** start SUPPLIED PASSAGE **
"I'm rooting for Facebook, I really am, but this is one IPO investors shouldn't touch."
That blunt comment from Conor Sen, a Minyanville contributor, private investor, and former hedge fund manager, sums up much of the sentiment elicited from our community of Wall Street professionals last May when we published 10 Takes on the Facebook IPO From Investing Experts.
Now, nearly six months later, the stock is trading at half of its IPO price. So where does Facebook go next? Is it time for the skeptics to jump in? We went back to our panel to find out.
As you watch Mark Zuckerberg speak at the TechCrunch Disrupt conference today, keep these sharp criticisms -- and reasons for optimism -- top of mind.
At $18ish, Facebook Now Fairly Valued
By Conor Sen
When we first brought up Facebook, I wrote, "Growing revenues at 30-40% per year would be terrific for most businesses, but in this environment that should command a multiple of more like 6-8x sales, not 20-25x.
" Let's do the math on that. Assume around $5 billion in revenues this year. Six to eight times that would be $30 billion - $40 billion. Tack on the $10 billion in cash the company has and that gets you to a market cap of $40 billion - $50 billion. With 2.76 billion fully diluted shares outstanding, that gets you to a price of $14.50 - $18/share. We're around the upper band of what I'd consider fair value.
** end SUPPLIED PASSAGE **
> [TASK INSTRUCTIONS]:
(1) According to the Facebook stock piece, why does Conor Sen consider a price of about $18 a share fair value? Answer in one to three sentences.
(2) Revise the Facebook stock piece: write out the part that opens with the words containing "That blunt comment" and closes with "top of mind.", putting "doubters" in place of "skeptics".
(3) Write what comes next in the Facebook stock piece, picking up after its final sentence.
The rows play no part in what you are asked to do here.
** start DATA SECTION **
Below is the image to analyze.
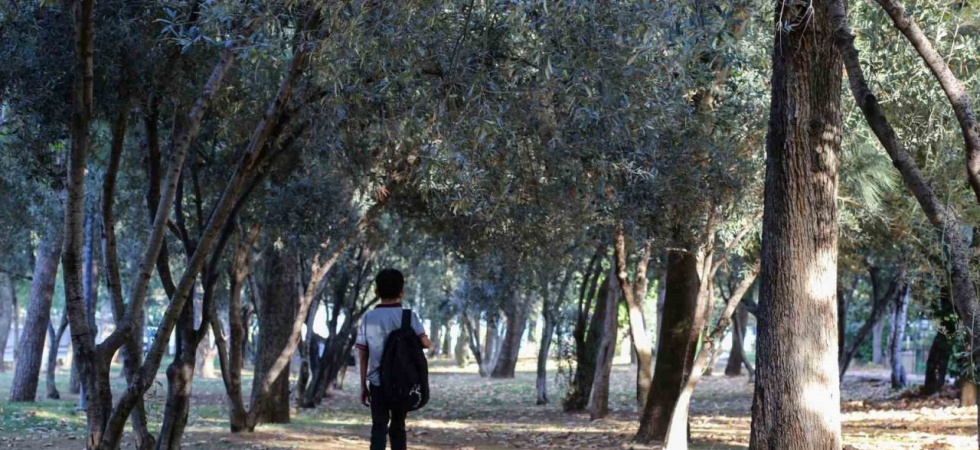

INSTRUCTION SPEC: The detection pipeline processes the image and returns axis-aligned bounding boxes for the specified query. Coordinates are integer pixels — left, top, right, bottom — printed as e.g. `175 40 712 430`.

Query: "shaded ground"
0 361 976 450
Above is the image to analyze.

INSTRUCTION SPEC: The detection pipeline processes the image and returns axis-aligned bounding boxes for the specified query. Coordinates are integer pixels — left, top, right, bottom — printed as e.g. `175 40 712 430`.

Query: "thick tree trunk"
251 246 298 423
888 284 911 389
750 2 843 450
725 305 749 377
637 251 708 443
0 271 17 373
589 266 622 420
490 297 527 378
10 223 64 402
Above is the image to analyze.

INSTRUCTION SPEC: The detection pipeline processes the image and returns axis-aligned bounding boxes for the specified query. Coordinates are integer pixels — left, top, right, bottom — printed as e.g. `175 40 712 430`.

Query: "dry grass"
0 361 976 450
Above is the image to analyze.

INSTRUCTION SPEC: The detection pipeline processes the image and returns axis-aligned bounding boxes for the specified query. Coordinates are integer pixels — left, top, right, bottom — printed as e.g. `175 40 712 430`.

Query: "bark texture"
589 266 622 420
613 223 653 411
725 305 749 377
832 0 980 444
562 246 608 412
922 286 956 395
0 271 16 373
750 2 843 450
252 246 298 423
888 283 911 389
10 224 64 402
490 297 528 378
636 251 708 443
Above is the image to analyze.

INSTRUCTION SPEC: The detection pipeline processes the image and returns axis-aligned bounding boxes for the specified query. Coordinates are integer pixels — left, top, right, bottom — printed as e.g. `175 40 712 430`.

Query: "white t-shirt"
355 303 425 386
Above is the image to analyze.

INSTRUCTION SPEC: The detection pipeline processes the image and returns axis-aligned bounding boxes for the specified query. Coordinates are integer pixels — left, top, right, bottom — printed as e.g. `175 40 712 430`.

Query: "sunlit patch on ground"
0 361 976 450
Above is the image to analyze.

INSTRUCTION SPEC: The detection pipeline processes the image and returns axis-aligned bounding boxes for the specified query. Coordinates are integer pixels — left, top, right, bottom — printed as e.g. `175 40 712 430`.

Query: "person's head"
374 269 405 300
** end DATA SECTION **
> [SOLVED PROBLEMS]:
(1) Sen multiplies about $5 billion in revenue this year by six to eight times sales to get $30 billion to $40 billion, then adds the company's $10 billion in cash for a market cap of $40 billion to $50 billion. Divided by 2.76 billion fully diluted shares, that comes to $14.50 to $18 a share, so the stock sits around the upper band of his fair value.

(2)
That blunt comment from Conor Sen, a Minyanville contributor, private investor, and former hedge fund manager, sums up much of the sentiment elicited from our community of Wall Street professionals last May when we published 10 Takes on the Facebook IPO From Investing Experts.
Now, nearly six months later, the stock is trading at half of its IPO price. So where does Facebook go next? Is it time for the doubters to jump in? We went back to our panel to find out.
As you watch Mark Zuckerberg speak at the TechCrunch Disrupt conference today, keep these sharp criticisms -- and reasons for optimism -- top of mind.

(3)
From here, factors to take into consideration include the overhang from insiders selling their stakes between now and the end of the year, and the possibility of the business getting better or worse over the next several quarters or years. In other words, fairly typical concerns for any newly listed stock. In the near term, I think the supply worries will keep the stock from appreciating too much, but we're approaching the level where longer-term value investors should get interested. And it's possible that it will be included in the Nasdaq 100 in December, which would create new demand for the stock.
Bottom line: At these prices, I'm moderately optimistic on Facebook.
(Position in FB derivatives)
Conor Sen is currently a private investor, and recently spent more than four years at a multi-billion-dollar West Coast-based hedge fund. Follow him on Twitter at @conorsen. Find his recent articles for Minyanville, here.
Why Didn't I Short It?!
By Fil Zucchi
With Facebook's stock now at $18, the first thing that jumps out at me is that I should have shorted the heck out of it rather than just watching it plunge. Regrets aside, I continue to think that Facebook's morphing away from its current use and more toward a "commerce" concept will take a long time and is hardly a sure thing. The sentiment around the stock is hideous, so a bounce is always possible. But all things being equal, I'm not really interested in getting long until this one is a single-digit midget. At those prices, there is probably enough in the "name" alone to act as a cushion as the business shakes out. I'm watching puts prices for no cost ratio spreads that would get me long at $10, but so far there is nothing really interesting.
Fil Zucchi is the founder and manager of Zebra Investment Advisors LLC, a Virginia registered investment advisor, and Zebra Fund, LLC, a long/short hedge fund. Look for his recent stories, here.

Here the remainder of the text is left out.